§ **Parts of the exercise**
A: In the tea-industry review, what does historical literature say buyers had to bring in order to acquire tea?
B: Please extend the tea-industry review past its final sentence.

§ **Text segment**
-.-.-

I appreciate all feedback, I have recieved some great critique and hope to hear more from anyone who has something to offer.
Here is a peer review from Brain Kirbis founder of Theasophie:
Anoah, you’ve got a good writing style - I like the narrative flow. (I also enjoyed the ‘Tea: Pollen for Humans’ article.)
I hope my comments don’t complicate things too much. Do keep in mind that, while I have never been to Lincang, I have been involved in the Yunnan tea industry for a pretty long time.
The biggest problem with the article is that it conflates ‘ancient’ and modern agricultural practices in relation to the marketplace. For instance:
… commercial-free farming
⁃ there is historical literature from adjacent tea-growing regions stating that buyers needed to bring an equal weight in rice if they wished to acquire tea. Farmers were producing for the marketplace and had no time to grow their own rice. If past farming was commercial-free, old-growth tea gardens would not exist. The amount of tea growing in these regions far outweighs the amount the historically small subsistence farming communities would have used for their own needs.
⁃ there has been historical waxing and waning of the tea industry in this region extending back a very long time. Think of the ancient tea routes. After the Mongols swept through during the Yuan dynasty, there was an especially significant opening up of the region to commercial trade.

-.-.-

(Point-per-instance localization data)
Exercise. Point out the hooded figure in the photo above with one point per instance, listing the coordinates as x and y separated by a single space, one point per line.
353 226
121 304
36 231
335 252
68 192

-.-.-

§ **Exercise results**
A: An equal weight in rice.

B:
… it is rare to find naturally grown tea that uses no fertilizer
⁃ in my experience, there is little to no fertilizer or pesticide applied to old-growth gardens anymore. It is not only an added cost, but the high prices paid for old-growth material carry expectations from buyers that the gardens are being tended appropriately. There are increasing environmental regulations prohibiting application of pesticides and fertilizers. Yunnan Provincial government has also been working for several years to create quality standards. Most tea producers are submitting samples for testing, to receive certification, and to provide a standard of quality to their customers. (This comment does not consider residues from overspray of adjacent crops.)
⁃ taidi plantations are different. As they are essentially monoculture, they have a greater need for pest and disease control, unlike old-growth agroforestry plantations that have built in defenses. That being said, there is more and more effort to transition taidi plantations to shengtai plantation models - reducing and / or eliminating chemicals and encouraging intercropping of beneficial plants and trees.
… maximize production
⁃ there is an important relationship between quality and quantity. Lower yields of higher quality material require less labor for the same return. Again, differentiating between shrub and old-growth plantations is important. Unfortunately, this also points to economic stratification - a small percentage of farmers getting wealthy while the vast majority still struggle to make a living wage. Education, production skill, access to buyers are all factors in providing equal opportunity to tea farmers.
… your vote comes from where you buy your tea
- yes! This is the beauty of how tea subverts the marketplace. Normally, we are reading labels and following trends for our commercial goods. Tea is immanently about social relations. It is these interpersonal relations that connect us to the source.
As for ‘The Economist’, lovely glimpse into your dad’s life. “He explored big questions. What is great tea? How does one discern great tea? What is the art of tea?” Can’t wait to hear more about the responses he formed to these questions.